## Given text:
- - - - -
The Commission has decided today to refer Portugal to the Court of Justice of the European Union for breaching the EU rules on the freedom of movement of workers (Article 45 of the Treaty on the Functioning of the European Union, TFEU), freedom of establishment (Article 49 TFEU) and freedom to provide services (Article 56 TFEU) as well as the Directive on the recognition of professional qualifications (Directive 2005/36/EC as amended by Directive 2013/55/EU).
These EU rules have contributed to the creation of a modern system for the recognition of professional qualifications and experience across the EU. They make it easier for professionals to provide their services in different Member States, whilst guaranteeing an improved level of protection for consumers and citizens. According to EU legislation, specifically Annex VI to Directive 2005/36/EC, civil engineers whose diploma attest that their training started at the latest during the academic year 1987/1988 are entitled to continue carrying out architectural projects in Portugal. The diplomas are listed in Annex VI. It was agreed that those diplomas met sufficient standards to be conferred acquired rights. Consequently, other EU and EEA Member States as well as Switzerland must automatically recognise their qualification.
- - - - -
## Material shown:
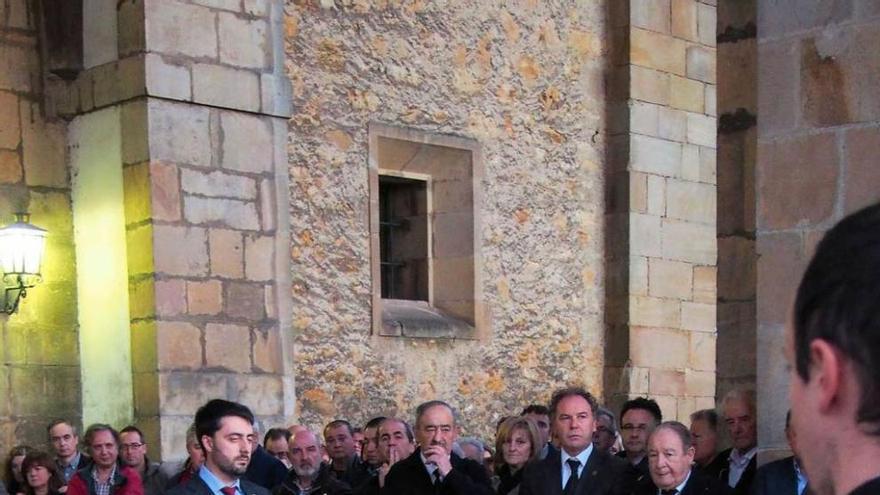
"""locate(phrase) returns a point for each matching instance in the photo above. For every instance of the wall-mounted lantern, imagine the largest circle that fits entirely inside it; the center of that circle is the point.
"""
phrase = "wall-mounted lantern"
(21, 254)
- - - - -
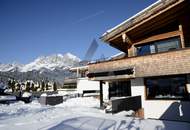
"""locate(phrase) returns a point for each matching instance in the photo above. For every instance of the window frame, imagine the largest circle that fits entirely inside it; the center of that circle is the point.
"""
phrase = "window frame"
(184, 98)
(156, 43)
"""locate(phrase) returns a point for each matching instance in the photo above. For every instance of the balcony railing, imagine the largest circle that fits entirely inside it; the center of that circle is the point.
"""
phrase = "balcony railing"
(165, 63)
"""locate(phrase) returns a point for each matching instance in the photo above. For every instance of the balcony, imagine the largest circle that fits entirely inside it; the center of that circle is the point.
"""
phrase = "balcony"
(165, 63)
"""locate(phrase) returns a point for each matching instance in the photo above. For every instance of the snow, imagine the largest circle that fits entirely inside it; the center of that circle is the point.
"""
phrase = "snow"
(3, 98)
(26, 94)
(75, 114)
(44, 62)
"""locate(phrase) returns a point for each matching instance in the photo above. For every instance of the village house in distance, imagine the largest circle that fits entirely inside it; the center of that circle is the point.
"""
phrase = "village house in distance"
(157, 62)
- - - - -
## What is needed:
Answer these questions from the text on Portugal's referral to the Court of Justice:
(a) Which article of the TFEU covers freedom of establishment?
(b) Which annex to Directive 2005/36/EC lists the civil engineering diplomas?
(c) By which academic year must the civil engineers' training have started at the latest?

## The answer:
(a) Article 49 TFEU.
(b) Annex VI.
(c) The academic year 1987/1988.